TEXT |
Antibiotic resistance surveillance of Stenotrophomonas maltophilia, 1993–1999

Carmen Betriu,*, Ana Sánchez, M. Luisa Palau, María Gómez and Juan J. Picazo

Servicio de Microbiología Clínica, Hospital Clínico San Carlos, Plaza Cristo Rey s/n, 28040 Madrid, Spain

Sir,

Stenotrophomonas maltophilia has emerged as an increasingly important nosocomial pathogen capable of causing life-threatening infections. Risk factors associated with S. maltophilia infections include immunosuppressive and invasive therapies, admission to the intensive care unit, advanced age, prolonged hospitalization, surgical procedures and prior therapy with broad-spectrum ß-lactam antibiotics, aminoglycosides or quinolones.1,2 The treatment of these infections is often difficult because S. maltophilia is inherently resistant to most of the available antimicrobial agents, including ß-lactams, quinolones and aminoglycosides. In vitro susceptibility studies have shown co-trimoxazole, ticarcillin–clavulanate, doxycycline, minocycline and some new fluoroquinolones as the only agents with activity against these organisms.36

In order to determine the current antibiotic susceptibility patterns of S. maltophilia in our hospital, we studied the in vitro activities of 20 antimicrobial agents against 150 clinical strains isolated from 1997 to 1999. Each organism was identified using the ID 32 GN system (bioMérieux, Marcy l'Étoile, France). The clinical sources of isolates were as follows: skin and soft tissues (91), respiratory tract (23), urine (19), blood (7), catheter (6) and others (4). MICs were determined using a microdilution procedure (Sensititre; Trek Diagnostic Systems Ltd, East Grinstead, UK) in Mueller–Hinton broth according to NCCLS guidelines7 except for ticarcillin–clavulanate, which was tested by the NCCLS agar dilution method.7 The results were compared with those of previous studies obtained with 63 strains isolated in 1993–1994, and 95 strains isolated in 1995–1996. The method of susceptibility testing was the same as that used with the isolates obtained in 1997–1999 and the sources of isolates were comparable. Duplicate isolates from the same patient were excluded. Fisher's exact test was used for statistical analysis and P values <0.05 were considered significant.

PROVIDED INFORMATION |

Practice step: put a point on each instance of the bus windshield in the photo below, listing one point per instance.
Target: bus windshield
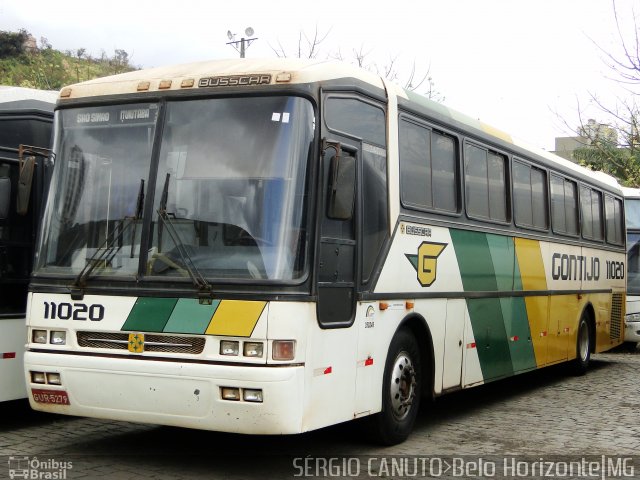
(226, 190)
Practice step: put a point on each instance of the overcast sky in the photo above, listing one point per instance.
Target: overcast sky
(523, 66)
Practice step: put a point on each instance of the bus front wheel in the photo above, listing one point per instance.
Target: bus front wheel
(583, 346)
(401, 390)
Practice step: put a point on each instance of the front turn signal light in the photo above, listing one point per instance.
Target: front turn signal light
(284, 350)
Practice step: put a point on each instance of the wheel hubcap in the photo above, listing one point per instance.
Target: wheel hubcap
(403, 386)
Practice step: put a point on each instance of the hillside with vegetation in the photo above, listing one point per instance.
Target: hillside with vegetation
(26, 63)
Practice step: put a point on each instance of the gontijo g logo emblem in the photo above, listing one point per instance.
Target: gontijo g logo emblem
(426, 261)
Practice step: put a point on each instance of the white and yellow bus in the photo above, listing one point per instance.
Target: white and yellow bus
(271, 247)
(632, 222)
(26, 123)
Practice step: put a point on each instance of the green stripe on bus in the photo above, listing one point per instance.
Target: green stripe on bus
(189, 316)
(491, 337)
(150, 314)
(474, 261)
(518, 334)
(500, 325)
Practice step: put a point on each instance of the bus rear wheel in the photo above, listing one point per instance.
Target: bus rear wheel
(583, 346)
(401, 391)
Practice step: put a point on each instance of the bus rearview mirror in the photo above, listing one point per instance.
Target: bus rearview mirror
(5, 197)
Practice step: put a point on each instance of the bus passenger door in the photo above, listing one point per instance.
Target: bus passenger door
(337, 249)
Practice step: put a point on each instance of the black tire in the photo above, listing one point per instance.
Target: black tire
(401, 391)
(583, 347)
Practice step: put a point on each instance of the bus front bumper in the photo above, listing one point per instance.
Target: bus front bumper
(169, 392)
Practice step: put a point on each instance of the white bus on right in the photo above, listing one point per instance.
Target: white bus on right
(632, 219)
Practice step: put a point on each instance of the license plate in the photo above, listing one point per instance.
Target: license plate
(56, 397)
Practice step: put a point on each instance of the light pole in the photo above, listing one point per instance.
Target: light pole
(244, 42)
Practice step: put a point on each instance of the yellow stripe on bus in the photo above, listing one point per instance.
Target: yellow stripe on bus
(235, 318)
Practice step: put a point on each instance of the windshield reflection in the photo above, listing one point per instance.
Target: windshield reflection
(235, 192)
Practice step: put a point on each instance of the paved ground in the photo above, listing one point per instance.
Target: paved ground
(532, 417)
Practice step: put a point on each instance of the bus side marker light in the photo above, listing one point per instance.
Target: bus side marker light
(253, 349)
(39, 336)
(252, 395)
(53, 378)
(228, 347)
(284, 349)
(230, 393)
(58, 337)
(283, 77)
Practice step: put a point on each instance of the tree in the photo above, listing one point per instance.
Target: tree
(309, 46)
(12, 44)
(617, 154)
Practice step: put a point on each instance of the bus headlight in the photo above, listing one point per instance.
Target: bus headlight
(58, 338)
(230, 393)
(39, 336)
(252, 395)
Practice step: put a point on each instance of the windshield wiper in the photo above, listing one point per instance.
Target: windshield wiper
(107, 250)
(204, 288)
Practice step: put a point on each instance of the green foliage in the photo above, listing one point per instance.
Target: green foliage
(623, 162)
(49, 69)
(12, 44)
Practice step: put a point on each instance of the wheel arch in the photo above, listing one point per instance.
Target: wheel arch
(418, 326)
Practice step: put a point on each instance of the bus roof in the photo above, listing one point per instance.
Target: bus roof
(18, 99)
(283, 71)
(252, 71)
(630, 192)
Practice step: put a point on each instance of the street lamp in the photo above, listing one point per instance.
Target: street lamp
(244, 42)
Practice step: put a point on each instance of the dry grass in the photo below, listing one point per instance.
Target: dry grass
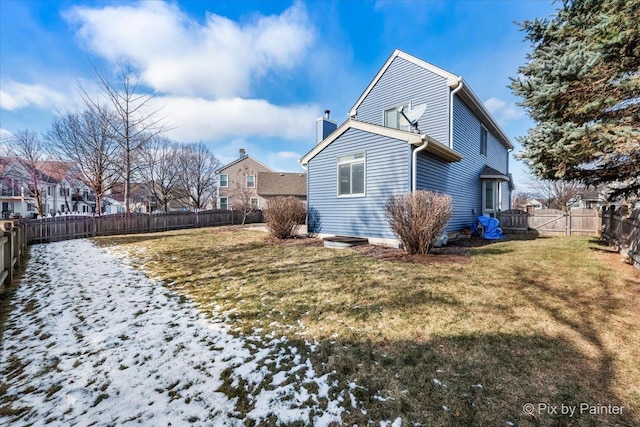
(439, 343)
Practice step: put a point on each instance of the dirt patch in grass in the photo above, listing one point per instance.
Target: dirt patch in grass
(486, 328)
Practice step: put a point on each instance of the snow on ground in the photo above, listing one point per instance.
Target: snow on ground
(101, 344)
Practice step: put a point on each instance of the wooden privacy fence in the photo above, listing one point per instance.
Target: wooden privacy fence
(552, 222)
(13, 249)
(74, 227)
(621, 228)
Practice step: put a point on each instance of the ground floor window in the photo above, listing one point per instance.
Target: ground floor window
(491, 196)
(351, 175)
(224, 203)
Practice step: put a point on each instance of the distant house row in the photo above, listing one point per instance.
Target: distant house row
(243, 183)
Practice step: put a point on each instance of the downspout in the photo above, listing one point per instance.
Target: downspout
(457, 86)
(414, 162)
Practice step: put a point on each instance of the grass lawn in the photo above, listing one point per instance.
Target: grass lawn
(465, 339)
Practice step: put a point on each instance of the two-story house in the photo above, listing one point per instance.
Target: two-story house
(415, 126)
(50, 184)
(237, 183)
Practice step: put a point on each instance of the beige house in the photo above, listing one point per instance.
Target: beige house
(274, 184)
(238, 182)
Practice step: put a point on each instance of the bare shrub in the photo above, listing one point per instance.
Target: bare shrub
(418, 218)
(283, 215)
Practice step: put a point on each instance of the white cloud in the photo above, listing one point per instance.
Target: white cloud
(15, 95)
(180, 56)
(195, 119)
(504, 111)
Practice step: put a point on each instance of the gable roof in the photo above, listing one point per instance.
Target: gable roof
(434, 147)
(245, 157)
(282, 184)
(466, 94)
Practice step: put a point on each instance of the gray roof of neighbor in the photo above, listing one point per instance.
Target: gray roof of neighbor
(282, 184)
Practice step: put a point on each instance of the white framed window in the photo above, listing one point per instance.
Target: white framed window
(483, 141)
(392, 117)
(491, 196)
(351, 175)
(223, 203)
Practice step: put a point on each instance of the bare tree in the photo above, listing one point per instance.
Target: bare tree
(131, 122)
(243, 193)
(161, 170)
(197, 175)
(86, 140)
(30, 151)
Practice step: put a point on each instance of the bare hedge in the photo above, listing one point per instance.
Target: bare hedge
(283, 216)
(418, 218)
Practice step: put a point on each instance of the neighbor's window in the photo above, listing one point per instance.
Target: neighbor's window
(351, 175)
(224, 203)
(392, 117)
(483, 141)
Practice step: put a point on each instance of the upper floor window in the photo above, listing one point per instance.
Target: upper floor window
(483, 141)
(392, 117)
(351, 179)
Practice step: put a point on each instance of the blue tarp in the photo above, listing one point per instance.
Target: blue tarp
(492, 228)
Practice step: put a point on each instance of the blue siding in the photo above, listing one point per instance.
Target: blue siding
(404, 82)
(461, 180)
(386, 173)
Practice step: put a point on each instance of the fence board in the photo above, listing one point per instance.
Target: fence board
(551, 222)
(74, 227)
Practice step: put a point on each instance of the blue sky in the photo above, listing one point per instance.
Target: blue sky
(253, 74)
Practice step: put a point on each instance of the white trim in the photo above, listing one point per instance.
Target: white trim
(398, 54)
(339, 163)
(452, 82)
(220, 180)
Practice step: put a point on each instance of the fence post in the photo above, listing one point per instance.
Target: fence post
(8, 252)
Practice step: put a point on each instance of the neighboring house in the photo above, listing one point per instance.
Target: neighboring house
(459, 150)
(238, 182)
(274, 184)
(60, 192)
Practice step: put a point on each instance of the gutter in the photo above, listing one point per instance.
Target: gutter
(414, 162)
(456, 85)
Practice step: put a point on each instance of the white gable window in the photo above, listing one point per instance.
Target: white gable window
(351, 175)
(392, 117)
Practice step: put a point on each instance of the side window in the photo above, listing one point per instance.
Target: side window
(224, 203)
(351, 175)
(483, 141)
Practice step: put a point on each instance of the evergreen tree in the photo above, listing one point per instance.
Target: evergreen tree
(581, 85)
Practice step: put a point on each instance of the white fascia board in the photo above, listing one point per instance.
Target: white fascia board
(399, 54)
(409, 137)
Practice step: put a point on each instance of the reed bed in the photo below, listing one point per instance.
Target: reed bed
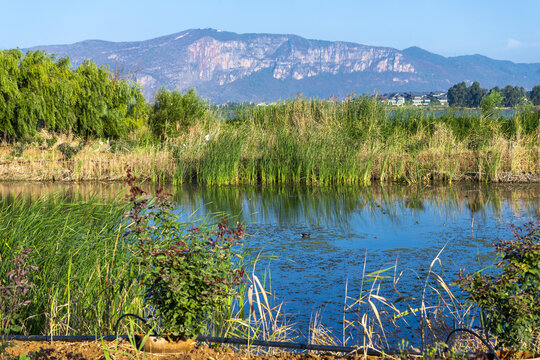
(313, 142)
(83, 278)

TASKS TO CARRY OUT |
**1.** Answer these questions on the letter on antibiotic resistance in Stenotrophomonas maltophilia.
(a) According to the letter, which three groups of agents is S. maltophilia inherently resistant to?
(b) How many of the 150 strains isolated from 1997 to 1999 came from the respiratory tract?
(c) Which agent was tested by the NCCLS agar dilution method instead of microdilution?
**2.** Pick up the letter on antibiotic resistance in Stenotrophomonas maltophilia after its final sentence and continue it.
The listing is separate material, unrelated to the letter on antibiotic resistance in Stenotrophomonas maltophilia.

ANSWERS FOR EACH ITEM |
**1.**
(a) ß-lactams, quinolones and aminoglycosides.
(b) 23.
(c) Ticarcillin–clavulanate.

**2.**
The results of susceptibility testing are presented in the TableGo. Among the cephalosporins, ceftazidime was the most active, with 50% of the strains susceptible. As expected, cefotaxime, aztreonam and the two carbapenems tested were inactive. Our results agree with those of previously published reports, which show that aminoglycosides have poor activity against this organism.2,5 The old quinolones tested showed poor activity. By contrast, clinafloxacin was very active, with 90.7% of isolates susceptible at <=2 mg/L. Unfortunately, clinafloxacin is not yet available. Several studies have proved the high activity of new quinolones against S. maltophilia isolates.3,4 Clinical trials are warranted to study the effectiveness of these drugs. Given that mutants of S. maltophilia resistant to quinolones and unrelated drugs can be isolated in vitro at a high frequency,8 continued surveillance of antimicrobial resistance of these organisms is necessary.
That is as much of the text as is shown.